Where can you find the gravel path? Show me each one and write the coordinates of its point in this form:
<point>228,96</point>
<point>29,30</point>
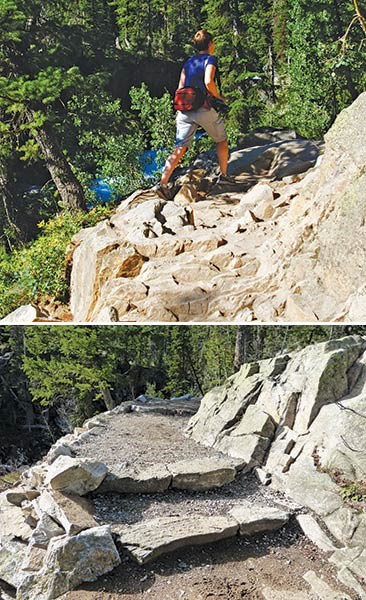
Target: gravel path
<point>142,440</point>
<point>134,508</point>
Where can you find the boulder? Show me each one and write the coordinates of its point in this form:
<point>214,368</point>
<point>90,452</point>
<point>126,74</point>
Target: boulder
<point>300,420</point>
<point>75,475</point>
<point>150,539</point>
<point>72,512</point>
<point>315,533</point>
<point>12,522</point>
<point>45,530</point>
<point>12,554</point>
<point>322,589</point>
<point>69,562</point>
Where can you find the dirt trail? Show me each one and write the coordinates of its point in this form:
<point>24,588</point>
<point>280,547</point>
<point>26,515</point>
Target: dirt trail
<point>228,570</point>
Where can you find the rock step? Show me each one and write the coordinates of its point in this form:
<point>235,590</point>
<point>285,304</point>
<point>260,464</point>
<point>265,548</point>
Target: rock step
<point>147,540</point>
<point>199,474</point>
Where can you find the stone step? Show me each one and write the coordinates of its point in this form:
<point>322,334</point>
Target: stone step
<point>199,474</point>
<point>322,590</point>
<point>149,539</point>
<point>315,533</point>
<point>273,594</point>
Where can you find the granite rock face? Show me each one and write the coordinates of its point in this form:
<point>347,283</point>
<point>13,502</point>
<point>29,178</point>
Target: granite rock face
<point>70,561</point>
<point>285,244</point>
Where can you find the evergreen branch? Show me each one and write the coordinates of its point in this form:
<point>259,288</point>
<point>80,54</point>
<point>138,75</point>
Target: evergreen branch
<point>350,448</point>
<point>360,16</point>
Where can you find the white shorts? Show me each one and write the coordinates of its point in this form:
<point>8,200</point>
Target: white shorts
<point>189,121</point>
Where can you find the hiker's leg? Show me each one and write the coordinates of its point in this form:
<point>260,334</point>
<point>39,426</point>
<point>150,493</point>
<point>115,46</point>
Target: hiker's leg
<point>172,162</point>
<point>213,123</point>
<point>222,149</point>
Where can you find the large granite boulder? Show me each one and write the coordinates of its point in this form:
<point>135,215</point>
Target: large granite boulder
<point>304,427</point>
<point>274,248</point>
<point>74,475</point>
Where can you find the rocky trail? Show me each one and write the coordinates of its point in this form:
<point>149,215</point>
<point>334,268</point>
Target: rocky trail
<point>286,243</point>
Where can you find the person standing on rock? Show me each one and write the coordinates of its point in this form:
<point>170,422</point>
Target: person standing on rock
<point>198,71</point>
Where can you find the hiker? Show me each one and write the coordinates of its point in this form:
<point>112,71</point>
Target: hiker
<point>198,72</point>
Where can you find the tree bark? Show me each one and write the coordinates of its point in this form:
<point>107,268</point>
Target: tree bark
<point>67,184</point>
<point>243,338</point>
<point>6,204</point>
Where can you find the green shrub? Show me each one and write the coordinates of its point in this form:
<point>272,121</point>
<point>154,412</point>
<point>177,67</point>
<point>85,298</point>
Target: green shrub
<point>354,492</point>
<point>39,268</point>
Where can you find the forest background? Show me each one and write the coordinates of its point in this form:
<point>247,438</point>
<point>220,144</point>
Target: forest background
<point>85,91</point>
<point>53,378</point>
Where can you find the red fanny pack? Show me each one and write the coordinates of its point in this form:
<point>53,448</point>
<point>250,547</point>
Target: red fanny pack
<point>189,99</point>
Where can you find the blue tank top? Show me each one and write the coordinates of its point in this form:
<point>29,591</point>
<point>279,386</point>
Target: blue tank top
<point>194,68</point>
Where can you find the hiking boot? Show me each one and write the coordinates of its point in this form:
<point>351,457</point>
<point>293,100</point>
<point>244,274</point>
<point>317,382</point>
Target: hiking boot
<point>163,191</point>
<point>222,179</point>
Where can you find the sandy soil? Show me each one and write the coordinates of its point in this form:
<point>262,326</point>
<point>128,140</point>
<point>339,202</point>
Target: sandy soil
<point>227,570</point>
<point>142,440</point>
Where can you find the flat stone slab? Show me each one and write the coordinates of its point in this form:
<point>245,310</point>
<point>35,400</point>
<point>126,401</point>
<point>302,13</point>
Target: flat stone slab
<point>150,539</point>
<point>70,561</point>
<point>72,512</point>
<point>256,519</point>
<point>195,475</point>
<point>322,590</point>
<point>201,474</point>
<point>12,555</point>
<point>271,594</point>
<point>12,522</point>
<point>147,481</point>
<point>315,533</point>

----------

Your answer must be the entries repeated exactly, with no pictures.

◆ Expected output
Where can you find the gravel path? Show me each one and write the coordinates of its point in this form:
<point>228,96</point>
<point>29,30</point>
Target: gravel path
<point>142,440</point>
<point>134,508</point>
Where can you find the boulder? Show me each one and write the coordinates of its point in this form:
<point>214,368</point>
<point>90,452</point>
<point>126,74</point>
Target: boulder
<point>300,420</point>
<point>75,475</point>
<point>150,539</point>
<point>72,512</point>
<point>315,533</point>
<point>12,522</point>
<point>45,530</point>
<point>12,554</point>
<point>322,589</point>
<point>69,562</point>
Where can you find the dirt trail? Show me each one and write the coordinates of its point in this form:
<point>24,588</point>
<point>280,547</point>
<point>26,515</point>
Target: dirt trail
<point>228,570</point>
Where can you find the rock step? Show me each one and write the coordinates of its point in this form:
<point>235,590</point>
<point>285,304</point>
<point>260,464</point>
<point>265,548</point>
Target: rock step
<point>147,540</point>
<point>199,474</point>
Where can you find the stone step? Show me each one and write the coordinates of its point in this form:
<point>322,334</point>
Target: stone step
<point>199,474</point>
<point>322,590</point>
<point>149,539</point>
<point>315,533</point>
<point>273,594</point>
Where can you find the granite rock face? Show me each one and write the coordinates of its point in this form:
<point>347,283</point>
<point>13,502</point>
<point>29,178</point>
Target: granite rock face
<point>70,561</point>
<point>285,244</point>
Where can you find the evergreen branch? Show me each one and write the coordinates of its point in this form:
<point>259,288</point>
<point>80,54</point>
<point>138,75</point>
Target: evergreen branch
<point>350,448</point>
<point>360,16</point>
Where can you find the white shorts? Show me each one and write the coordinates of its point in this form:
<point>8,200</point>
Target: white shorts
<point>189,121</point>
Where can you find the hiker's leg? Show me each one and write the coordinates of its point in this form:
<point>260,334</point>
<point>39,426</point>
<point>150,493</point>
<point>115,46</point>
Target: hiker's leg
<point>172,162</point>
<point>213,123</point>
<point>222,149</point>
Where can you find the large granite boulder? Show me each one and write the coordinates of its point in this form:
<point>135,215</point>
Target: large granite boulder
<point>304,427</point>
<point>274,248</point>
<point>74,475</point>
Where can you find the rocky trail? Show me each one and write the coordinates of its point in this form:
<point>149,215</point>
<point>334,268</point>
Target: rocky trail
<point>286,243</point>
Where can you find the person standing on rock? Show me each one and write the coordinates of its point in this form:
<point>170,422</point>
Target: person standing on rock
<point>198,71</point>
Where can you find the hiker? Show me each one and write the coordinates of its point in this form:
<point>112,71</point>
Target: hiker
<point>198,72</point>
Where can you find the tree bark? Show me each one and write the coordinates of its point in this form:
<point>107,268</point>
Target: tree bark
<point>67,184</point>
<point>243,338</point>
<point>6,204</point>
Where can you find the green shrub? Show me each one and write the coordinates of its point in this form:
<point>272,121</point>
<point>154,412</point>
<point>177,67</point>
<point>85,298</point>
Target: green shrub
<point>354,492</point>
<point>39,268</point>
Where can you find the forest background? Show me each one and write the coordinates of its point in this form:
<point>247,438</point>
<point>220,144</point>
Target: forest background
<point>85,91</point>
<point>53,378</point>
Where can you find the red fanny pack? Show me each one and write the coordinates of its point in this form:
<point>53,448</point>
<point>250,547</point>
Target: red fanny pack
<point>189,99</point>
Where can you find the blue tank top? Show me each one and write the coordinates of its point in this form:
<point>29,591</point>
<point>279,386</point>
Target: blue tank top
<point>194,68</point>
Where can you find the hiking boot? Show me each one and write the coordinates of its point in this form:
<point>351,457</point>
<point>293,100</point>
<point>244,274</point>
<point>317,382</point>
Target: hiking boot
<point>163,191</point>
<point>222,179</point>
Where can you find the sandy soil? Show me each one and write the coordinates of its point in this form:
<point>262,326</point>
<point>128,140</point>
<point>339,202</point>
Target: sandy soil
<point>227,570</point>
<point>142,440</point>
Where can you find the flat stone slab? Show me each one and write the coordinates of its point in this form:
<point>245,310</point>
<point>35,400</point>
<point>126,401</point>
<point>302,13</point>
Target: flat stone slab
<point>150,539</point>
<point>70,561</point>
<point>72,512</point>
<point>256,519</point>
<point>195,475</point>
<point>322,590</point>
<point>201,474</point>
<point>12,555</point>
<point>271,594</point>
<point>12,522</point>
<point>147,481</point>
<point>315,533</point>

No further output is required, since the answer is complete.